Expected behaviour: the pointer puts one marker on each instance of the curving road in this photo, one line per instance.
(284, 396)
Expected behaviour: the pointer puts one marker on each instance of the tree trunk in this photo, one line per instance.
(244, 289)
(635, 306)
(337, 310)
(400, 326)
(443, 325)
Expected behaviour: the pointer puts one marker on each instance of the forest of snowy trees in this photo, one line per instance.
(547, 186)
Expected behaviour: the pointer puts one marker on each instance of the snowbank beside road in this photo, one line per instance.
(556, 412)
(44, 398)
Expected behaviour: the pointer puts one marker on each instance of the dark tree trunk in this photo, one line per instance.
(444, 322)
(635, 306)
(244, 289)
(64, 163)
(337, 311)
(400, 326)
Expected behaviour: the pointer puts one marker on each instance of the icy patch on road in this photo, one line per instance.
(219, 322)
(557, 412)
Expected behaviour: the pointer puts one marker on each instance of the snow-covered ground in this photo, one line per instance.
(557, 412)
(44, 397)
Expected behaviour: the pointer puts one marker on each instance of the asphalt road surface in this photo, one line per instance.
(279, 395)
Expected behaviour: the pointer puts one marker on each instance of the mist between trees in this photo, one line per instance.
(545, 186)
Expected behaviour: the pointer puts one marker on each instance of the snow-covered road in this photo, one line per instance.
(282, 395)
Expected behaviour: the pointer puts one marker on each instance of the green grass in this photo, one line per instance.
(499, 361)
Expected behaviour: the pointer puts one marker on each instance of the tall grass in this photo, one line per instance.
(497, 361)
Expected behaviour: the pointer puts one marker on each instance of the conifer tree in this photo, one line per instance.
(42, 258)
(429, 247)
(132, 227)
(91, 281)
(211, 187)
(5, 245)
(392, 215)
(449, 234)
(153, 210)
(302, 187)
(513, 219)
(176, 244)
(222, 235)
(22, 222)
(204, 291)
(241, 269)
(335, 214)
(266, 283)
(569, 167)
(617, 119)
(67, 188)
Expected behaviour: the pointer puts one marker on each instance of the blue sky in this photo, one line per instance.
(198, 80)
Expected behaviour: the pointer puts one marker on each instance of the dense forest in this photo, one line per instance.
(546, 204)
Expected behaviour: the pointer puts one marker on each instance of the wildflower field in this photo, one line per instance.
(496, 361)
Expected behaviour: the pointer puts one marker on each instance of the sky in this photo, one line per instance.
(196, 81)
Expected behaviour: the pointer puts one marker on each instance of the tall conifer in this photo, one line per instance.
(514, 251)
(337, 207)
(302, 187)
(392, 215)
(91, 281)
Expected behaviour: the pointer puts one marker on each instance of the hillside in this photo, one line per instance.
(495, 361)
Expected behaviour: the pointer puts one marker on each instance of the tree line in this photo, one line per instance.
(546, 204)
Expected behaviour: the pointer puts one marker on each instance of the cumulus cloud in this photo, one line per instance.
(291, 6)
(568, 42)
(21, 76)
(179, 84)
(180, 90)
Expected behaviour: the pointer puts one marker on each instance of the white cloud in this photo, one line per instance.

Task: Retype the material exactly, including every line.

Task result:
Expected behaviour: the pointer puts one marker on each instance of the curving road in this photo, one line per instance.
(284, 396)
Expected behaviour: the pointer puts one marker on each instance of the tree trunk in this photo, one line per instance.
(244, 289)
(635, 306)
(337, 310)
(400, 326)
(443, 325)
Expected behaviour: the pointer puts one marker on each instance of the forest of snowy trees in this photo, one line per instance.
(547, 186)
Expected behaviour: the pointer puts one marker on each instance of the snowbank beside road in this photo, one line per instance.
(556, 412)
(44, 398)
Expected behaviour: the pointer puts one marker on each instance of the dark tree trunk in this photo, one line per instance.
(444, 322)
(635, 306)
(244, 289)
(64, 163)
(337, 311)
(400, 326)
Expected behaviour: the pointer puts one marker on each instance of the icy patch on road in this photo, one line per instance.
(219, 322)
(557, 412)
Expected behaviour: the pointer puts one marker on each instance of the snow-covered ground in this photo, one line per instance.
(557, 412)
(44, 397)
Expected behaviour: the pointer puts one marker on each instance of the asphalt road surface in this photo, one line per instance.
(279, 395)
Expected behaviour: the pointer puts one marker on each instance of the mist between trees in this photo, one line per instance.
(545, 186)
Expected behaviour: the pointer puts one marker on each instance of the snow-covered road in this photo, one line per instance.
(282, 395)
Expected behaviour: the pointer puts one marker on each instance of the green grass in this photo, one line per instance.
(499, 361)
Expected behaviour: the pointer puts one marker on each instance of the tall grass in this photo, one line per instance.
(497, 361)
Expected behaviour: the pointer puts one marker on each instance of the conifer tree in this photo, one line per instance.
(42, 258)
(429, 247)
(132, 227)
(91, 281)
(211, 187)
(5, 245)
(392, 215)
(449, 234)
(153, 210)
(302, 187)
(513, 219)
(176, 244)
(222, 235)
(22, 222)
(204, 291)
(241, 269)
(335, 214)
(266, 283)
(569, 167)
(617, 119)
(67, 188)
Expected behaviour: the pointer puts one marker on each instance of the blue sky in this photo, one line per instance.
(198, 80)
Expected behaviour: the pointer puts one marker on each instance of the dense forest in this photo, one line per instance.
(546, 204)
Expected behaviour: the pointer puts one marker on each instance of the wildflower field in this photo, one line per instance.
(496, 361)
Expected behaviour: the pointer puts one marker on each instance of the sky in this photo, one line per instance.
(196, 81)
Expected behaviour: the pointer puts one marker on each instance of the tall conifer in this photo, one line per instance.
(514, 251)
(337, 207)
(302, 187)
(392, 215)
(91, 281)
Expected behaviour: the pointer puts one marker on each instance of the hillside in this photo, one line per instance.
(495, 361)
Expected behaviour: the pointer puts one marker on each instance of the tree line in this photo, one line per instance.
(546, 204)
Expected behaviour: the pointer puts one marker on each instance of the cumulus cloud in this photo, one line per instance.
(291, 6)
(568, 42)
(21, 76)
(179, 84)
(180, 90)
Expected behaviour: the pointer puts one marker on each instance of the white cloud in this photo, one line per instance.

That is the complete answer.